▶ [Task]: From the records below, output exactly the lines running from the line containing "each like [14,46]." through the line containing "each like [263,113].", and no others.

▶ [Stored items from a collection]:

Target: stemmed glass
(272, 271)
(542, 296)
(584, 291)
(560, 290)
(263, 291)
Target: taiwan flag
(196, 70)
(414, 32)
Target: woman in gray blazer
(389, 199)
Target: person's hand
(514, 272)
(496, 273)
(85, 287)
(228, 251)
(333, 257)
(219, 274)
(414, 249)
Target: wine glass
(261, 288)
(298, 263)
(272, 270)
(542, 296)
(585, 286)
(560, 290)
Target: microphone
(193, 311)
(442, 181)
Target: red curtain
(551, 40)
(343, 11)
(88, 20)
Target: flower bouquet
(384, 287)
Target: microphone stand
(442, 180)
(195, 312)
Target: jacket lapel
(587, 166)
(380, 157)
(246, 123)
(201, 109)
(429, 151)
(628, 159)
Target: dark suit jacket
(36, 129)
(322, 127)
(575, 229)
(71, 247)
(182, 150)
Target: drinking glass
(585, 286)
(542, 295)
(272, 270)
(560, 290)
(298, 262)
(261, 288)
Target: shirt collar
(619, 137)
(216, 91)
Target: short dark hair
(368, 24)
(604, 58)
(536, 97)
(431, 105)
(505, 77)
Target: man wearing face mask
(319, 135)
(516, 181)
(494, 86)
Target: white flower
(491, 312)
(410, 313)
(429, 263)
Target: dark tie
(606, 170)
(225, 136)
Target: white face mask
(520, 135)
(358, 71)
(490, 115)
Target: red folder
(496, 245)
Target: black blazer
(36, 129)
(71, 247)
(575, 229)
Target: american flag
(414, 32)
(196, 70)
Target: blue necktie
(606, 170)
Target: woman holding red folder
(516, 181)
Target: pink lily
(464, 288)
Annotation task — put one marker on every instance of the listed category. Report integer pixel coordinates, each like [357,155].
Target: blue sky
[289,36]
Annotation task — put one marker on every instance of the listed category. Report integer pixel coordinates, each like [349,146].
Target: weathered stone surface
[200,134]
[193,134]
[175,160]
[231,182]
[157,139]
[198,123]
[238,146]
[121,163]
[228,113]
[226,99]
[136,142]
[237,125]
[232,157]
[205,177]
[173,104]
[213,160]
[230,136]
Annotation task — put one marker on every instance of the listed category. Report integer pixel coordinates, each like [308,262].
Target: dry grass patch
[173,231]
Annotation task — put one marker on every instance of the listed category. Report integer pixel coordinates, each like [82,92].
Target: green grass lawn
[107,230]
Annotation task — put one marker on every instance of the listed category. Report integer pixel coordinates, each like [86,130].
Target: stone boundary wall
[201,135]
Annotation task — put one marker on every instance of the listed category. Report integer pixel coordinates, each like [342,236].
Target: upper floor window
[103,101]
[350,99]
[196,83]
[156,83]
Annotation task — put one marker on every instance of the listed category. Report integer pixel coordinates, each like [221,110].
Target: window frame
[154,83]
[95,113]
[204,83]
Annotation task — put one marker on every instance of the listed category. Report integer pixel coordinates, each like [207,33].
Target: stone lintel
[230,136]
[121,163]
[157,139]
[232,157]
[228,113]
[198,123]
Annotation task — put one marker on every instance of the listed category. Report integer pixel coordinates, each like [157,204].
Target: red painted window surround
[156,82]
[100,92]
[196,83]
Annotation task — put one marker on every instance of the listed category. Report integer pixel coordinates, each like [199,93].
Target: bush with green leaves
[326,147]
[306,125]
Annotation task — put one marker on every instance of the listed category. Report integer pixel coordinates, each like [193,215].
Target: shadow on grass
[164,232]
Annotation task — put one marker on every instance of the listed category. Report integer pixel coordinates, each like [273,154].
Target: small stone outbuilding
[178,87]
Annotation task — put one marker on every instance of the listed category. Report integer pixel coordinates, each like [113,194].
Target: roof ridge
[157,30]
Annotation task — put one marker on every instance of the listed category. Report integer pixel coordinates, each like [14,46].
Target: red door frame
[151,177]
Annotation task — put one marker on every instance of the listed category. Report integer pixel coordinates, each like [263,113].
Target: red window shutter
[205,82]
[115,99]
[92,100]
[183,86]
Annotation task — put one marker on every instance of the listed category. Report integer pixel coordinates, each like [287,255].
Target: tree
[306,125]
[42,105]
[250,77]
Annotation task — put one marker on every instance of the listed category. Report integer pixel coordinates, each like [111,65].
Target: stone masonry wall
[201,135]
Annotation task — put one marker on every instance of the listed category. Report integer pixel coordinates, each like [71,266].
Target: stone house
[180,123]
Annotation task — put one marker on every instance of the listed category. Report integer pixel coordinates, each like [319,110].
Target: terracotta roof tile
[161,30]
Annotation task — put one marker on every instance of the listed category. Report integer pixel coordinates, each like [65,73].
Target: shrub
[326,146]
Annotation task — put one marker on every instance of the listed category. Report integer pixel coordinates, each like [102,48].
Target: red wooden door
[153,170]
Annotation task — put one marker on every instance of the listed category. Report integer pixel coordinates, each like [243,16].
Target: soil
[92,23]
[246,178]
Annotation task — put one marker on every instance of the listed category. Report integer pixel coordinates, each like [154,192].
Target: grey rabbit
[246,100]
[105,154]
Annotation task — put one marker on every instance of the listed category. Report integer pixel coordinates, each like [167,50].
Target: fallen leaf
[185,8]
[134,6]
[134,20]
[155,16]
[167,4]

▶ [Final answer]:
Annotation task — put one marker on every instance of the listed category. Report integer pixel coordinates, each like [14,46].
Target: red door frame
[151,177]
Annotation task — put one marker on every instance of the listed category. Report integer pixel coordinates, each like [263,113].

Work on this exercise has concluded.